• _Instructions for the task_
Copy the items below verbatim, starting with the line containing "outline <item>flat screen television</item>" and ending with the line containing "111L0 126L2 127L16", both lines included.

/---

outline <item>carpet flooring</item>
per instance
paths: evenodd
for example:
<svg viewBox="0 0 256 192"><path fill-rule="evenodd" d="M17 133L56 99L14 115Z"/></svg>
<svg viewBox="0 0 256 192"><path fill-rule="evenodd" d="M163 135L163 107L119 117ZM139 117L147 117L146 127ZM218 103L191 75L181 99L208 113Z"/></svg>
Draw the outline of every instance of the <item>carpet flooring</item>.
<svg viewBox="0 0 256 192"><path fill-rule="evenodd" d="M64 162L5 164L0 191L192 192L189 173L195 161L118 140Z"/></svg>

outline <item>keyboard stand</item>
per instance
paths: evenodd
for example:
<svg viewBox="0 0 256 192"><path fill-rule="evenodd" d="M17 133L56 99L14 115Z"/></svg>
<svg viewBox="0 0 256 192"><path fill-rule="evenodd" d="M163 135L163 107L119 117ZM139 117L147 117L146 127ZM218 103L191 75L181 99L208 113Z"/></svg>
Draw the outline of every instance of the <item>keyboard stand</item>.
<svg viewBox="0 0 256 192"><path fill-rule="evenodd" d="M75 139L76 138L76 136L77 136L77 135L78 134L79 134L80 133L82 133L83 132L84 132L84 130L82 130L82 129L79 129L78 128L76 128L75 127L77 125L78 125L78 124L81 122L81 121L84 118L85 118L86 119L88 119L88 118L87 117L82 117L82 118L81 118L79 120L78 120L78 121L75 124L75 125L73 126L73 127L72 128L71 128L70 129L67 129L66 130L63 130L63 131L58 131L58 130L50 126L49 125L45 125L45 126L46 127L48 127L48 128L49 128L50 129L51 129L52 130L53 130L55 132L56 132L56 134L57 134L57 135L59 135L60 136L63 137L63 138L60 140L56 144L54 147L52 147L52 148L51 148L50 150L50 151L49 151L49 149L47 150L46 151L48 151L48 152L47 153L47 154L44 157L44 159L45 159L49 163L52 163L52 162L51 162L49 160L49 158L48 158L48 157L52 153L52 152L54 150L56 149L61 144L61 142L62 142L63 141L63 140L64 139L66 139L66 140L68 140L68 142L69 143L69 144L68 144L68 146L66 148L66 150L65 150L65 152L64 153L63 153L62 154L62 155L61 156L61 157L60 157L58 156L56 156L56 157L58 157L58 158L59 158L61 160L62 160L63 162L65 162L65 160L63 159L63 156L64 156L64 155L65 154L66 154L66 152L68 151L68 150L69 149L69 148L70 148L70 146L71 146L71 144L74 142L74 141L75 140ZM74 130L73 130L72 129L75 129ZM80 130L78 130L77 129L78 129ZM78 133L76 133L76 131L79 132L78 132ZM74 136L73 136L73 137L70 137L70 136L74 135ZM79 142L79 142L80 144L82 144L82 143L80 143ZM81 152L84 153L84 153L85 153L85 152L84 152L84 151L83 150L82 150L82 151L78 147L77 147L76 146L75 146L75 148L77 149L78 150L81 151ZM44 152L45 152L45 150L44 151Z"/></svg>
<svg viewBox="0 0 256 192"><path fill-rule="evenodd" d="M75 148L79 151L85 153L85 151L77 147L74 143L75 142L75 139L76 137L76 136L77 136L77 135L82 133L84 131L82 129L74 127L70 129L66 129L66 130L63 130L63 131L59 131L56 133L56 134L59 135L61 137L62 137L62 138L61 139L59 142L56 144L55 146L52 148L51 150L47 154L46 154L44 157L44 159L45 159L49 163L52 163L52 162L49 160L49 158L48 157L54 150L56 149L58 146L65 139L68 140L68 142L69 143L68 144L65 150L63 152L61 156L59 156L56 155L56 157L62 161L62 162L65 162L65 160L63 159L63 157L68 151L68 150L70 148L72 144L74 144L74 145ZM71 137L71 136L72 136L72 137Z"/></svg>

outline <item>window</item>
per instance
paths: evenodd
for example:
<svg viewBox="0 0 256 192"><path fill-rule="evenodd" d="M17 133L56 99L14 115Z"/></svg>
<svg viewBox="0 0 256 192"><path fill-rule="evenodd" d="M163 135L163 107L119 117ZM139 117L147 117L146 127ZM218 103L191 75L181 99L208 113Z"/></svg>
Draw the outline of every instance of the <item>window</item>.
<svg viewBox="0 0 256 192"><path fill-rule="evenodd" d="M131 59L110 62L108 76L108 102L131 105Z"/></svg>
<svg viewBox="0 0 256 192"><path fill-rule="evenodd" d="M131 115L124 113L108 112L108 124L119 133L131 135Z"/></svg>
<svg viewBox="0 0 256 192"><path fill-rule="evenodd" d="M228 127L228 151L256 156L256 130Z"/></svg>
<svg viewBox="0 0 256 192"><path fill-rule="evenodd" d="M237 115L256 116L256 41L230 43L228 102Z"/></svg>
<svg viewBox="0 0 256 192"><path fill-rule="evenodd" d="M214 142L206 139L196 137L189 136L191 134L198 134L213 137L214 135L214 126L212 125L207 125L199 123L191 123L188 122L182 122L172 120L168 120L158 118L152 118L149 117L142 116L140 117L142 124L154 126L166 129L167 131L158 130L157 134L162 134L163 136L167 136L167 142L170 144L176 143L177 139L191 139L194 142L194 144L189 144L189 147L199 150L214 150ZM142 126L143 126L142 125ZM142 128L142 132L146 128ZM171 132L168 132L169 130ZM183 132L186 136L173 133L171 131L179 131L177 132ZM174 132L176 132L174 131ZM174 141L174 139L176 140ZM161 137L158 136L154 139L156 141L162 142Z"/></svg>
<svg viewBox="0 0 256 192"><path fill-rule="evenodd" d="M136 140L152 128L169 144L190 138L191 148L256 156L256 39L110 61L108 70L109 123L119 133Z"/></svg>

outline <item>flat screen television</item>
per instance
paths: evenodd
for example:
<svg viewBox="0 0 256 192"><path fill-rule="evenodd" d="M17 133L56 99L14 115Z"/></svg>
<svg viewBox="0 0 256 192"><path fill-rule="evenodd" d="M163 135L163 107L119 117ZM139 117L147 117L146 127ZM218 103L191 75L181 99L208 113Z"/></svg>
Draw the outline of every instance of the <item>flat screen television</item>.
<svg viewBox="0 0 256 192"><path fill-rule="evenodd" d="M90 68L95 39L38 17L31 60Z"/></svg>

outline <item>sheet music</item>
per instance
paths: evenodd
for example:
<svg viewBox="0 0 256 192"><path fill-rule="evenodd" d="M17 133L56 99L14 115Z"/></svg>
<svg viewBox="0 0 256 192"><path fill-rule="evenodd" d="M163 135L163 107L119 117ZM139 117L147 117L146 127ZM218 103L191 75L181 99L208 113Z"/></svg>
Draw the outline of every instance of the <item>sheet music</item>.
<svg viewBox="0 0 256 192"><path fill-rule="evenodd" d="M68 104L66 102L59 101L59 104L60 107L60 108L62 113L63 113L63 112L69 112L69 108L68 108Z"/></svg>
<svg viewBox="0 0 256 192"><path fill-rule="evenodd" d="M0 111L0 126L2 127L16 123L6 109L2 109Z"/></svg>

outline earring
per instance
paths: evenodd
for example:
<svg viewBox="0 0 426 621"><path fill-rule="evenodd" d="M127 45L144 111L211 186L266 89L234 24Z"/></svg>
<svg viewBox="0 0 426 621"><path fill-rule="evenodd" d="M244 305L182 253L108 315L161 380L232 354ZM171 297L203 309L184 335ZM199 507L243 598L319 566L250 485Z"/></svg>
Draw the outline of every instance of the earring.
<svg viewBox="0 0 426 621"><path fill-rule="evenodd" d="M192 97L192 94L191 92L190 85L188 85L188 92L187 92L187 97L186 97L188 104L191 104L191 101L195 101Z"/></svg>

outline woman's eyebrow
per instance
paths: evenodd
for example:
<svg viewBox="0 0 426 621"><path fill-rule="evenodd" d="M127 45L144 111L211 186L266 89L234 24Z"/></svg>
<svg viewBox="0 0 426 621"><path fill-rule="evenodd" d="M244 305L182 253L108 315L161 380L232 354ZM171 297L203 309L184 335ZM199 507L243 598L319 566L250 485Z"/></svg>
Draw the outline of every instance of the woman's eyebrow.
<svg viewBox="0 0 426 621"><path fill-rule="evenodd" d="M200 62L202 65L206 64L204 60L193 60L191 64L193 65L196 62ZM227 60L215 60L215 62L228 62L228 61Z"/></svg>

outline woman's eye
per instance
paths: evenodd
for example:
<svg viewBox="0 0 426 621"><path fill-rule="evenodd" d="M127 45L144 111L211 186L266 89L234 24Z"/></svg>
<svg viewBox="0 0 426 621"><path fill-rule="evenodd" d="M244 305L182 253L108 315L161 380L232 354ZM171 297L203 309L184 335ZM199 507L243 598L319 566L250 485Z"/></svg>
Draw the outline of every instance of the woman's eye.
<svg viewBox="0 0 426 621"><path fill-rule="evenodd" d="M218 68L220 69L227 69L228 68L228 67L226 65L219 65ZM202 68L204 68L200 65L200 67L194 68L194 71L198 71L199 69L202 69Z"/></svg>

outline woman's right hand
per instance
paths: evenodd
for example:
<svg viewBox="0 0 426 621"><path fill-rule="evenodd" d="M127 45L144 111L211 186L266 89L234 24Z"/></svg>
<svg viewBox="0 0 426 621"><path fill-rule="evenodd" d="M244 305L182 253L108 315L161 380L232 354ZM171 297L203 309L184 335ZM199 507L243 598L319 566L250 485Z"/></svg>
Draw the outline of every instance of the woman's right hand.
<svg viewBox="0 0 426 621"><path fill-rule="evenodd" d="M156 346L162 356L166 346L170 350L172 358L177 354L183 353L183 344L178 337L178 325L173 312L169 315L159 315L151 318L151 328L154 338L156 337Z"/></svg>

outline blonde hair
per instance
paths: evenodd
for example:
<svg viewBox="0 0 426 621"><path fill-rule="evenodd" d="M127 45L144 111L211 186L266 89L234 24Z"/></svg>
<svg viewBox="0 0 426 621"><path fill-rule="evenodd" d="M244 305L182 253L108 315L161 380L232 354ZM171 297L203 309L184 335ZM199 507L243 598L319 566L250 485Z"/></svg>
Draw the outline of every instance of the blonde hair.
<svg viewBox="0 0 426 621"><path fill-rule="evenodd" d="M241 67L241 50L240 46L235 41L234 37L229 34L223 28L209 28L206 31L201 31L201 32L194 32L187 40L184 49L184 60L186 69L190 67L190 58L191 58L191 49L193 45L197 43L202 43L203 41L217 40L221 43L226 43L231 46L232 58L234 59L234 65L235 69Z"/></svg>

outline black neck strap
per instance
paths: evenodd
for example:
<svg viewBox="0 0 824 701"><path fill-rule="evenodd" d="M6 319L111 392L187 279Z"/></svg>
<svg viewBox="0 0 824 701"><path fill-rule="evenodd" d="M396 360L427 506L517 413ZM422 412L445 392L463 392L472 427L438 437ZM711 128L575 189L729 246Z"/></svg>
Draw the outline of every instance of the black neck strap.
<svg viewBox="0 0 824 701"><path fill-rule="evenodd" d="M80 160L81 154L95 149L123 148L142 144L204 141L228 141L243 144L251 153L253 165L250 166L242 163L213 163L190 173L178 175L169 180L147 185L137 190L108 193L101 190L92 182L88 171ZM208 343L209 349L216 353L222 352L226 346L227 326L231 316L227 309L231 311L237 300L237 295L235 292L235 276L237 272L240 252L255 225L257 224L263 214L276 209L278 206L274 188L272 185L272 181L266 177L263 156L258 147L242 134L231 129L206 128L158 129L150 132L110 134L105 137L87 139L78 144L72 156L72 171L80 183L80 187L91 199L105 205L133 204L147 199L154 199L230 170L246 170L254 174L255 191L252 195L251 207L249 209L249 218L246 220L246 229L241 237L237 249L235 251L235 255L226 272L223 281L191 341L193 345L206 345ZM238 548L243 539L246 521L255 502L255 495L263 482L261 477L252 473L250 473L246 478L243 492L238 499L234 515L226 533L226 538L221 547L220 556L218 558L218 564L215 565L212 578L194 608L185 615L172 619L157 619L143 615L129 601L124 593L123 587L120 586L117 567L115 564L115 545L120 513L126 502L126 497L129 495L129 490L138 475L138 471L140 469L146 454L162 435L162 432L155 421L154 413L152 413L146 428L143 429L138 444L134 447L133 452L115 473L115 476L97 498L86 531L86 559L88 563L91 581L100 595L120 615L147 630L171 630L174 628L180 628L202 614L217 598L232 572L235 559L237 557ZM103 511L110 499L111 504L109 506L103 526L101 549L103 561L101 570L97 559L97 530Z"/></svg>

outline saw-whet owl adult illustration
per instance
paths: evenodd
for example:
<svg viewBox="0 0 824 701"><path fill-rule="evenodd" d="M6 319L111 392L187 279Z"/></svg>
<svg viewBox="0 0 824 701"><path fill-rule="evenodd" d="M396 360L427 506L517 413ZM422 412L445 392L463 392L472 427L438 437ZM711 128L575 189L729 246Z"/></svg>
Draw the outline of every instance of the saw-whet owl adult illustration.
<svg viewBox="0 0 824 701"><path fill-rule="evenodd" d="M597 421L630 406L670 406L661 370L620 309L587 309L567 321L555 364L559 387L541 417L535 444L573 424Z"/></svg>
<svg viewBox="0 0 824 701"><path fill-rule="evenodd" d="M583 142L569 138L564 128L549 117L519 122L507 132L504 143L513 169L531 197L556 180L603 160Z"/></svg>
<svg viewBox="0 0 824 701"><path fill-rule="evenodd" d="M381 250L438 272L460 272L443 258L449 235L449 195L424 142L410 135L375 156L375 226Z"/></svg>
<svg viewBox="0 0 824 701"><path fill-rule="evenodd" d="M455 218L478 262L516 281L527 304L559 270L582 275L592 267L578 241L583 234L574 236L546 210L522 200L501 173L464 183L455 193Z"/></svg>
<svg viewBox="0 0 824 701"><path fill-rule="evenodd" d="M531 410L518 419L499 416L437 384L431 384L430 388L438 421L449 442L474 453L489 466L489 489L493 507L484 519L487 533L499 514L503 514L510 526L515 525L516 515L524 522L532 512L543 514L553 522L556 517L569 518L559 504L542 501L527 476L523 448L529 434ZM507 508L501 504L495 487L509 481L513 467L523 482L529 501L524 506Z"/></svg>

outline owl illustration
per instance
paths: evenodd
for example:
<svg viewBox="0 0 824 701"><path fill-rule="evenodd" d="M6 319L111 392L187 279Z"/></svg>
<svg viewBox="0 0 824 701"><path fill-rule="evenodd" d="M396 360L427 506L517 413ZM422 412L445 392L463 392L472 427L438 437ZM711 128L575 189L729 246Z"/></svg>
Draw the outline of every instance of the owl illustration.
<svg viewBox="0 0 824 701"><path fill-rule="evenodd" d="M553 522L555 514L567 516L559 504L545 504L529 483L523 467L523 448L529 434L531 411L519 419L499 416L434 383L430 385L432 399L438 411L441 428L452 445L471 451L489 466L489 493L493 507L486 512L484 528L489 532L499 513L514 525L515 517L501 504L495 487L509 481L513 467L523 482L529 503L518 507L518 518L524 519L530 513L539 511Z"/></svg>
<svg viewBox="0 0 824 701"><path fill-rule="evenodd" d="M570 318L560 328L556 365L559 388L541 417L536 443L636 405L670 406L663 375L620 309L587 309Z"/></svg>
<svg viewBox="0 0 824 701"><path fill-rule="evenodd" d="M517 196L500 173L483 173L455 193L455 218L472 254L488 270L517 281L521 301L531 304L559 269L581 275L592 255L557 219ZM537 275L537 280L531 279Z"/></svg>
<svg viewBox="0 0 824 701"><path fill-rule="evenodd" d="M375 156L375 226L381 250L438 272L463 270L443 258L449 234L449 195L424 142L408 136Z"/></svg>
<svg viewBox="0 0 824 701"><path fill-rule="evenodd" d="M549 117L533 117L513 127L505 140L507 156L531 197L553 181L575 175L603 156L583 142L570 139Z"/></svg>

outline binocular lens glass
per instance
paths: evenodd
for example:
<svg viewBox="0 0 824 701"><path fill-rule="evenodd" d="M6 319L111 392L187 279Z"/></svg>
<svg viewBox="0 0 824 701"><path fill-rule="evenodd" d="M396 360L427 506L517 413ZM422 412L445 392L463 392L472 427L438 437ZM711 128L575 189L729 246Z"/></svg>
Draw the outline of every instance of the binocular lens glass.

\---

• _Problem solution_
outline <item>flat screen television</item>
per instance
paths: evenodd
for example:
<svg viewBox="0 0 256 192"><path fill-rule="evenodd" d="M17 133L56 99L14 115Z"/></svg>
<svg viewBox="0 0 256 192"><path fill-rule="evenodd" d="M163 135L163 107L119 117ZM139 117L147 117L146 127ZM218 103L191 75L181 99L208 113Z"/></svg>
Draw the outline of every instance of the <item>flat screen television</item>.
<svg viewBox="0 0 256 192"><path fill-rule="evenodd" d="M90 68L95 39L38 17L31 60Z"/></svg>

outline <item>sheet music</item>
per instance
paths: evenodd
for example:
<svg viewBox="0 0 256 192"><path fill-rule="evenodd" d="M17 133L56 99L14 115Z"/></svg>
<svg viewBox="0 0 256 192"><path fill-rule="evenodd" d="M163 135L163 107L119 117ZM139 117L147 117L146 127ZM218 103L191 75L181 99L208 113Z"/></svg>
Draw the outline of every instance of the <item>sheet music</item>.
<svg viewBox="0 0 256 192"><path fill-rule="evenodd" d="M68 104L66 102L59 101L59 104L60 107L60 108L62 113L63 113L63 112L69 112L69 108L68 108Z"/></svg>
<svg viewBox="0 0 256 192"><path fill-rule="evenodd" d="M0 111L0 126L2 127L16 123L6 109L2 109Z"/></svg>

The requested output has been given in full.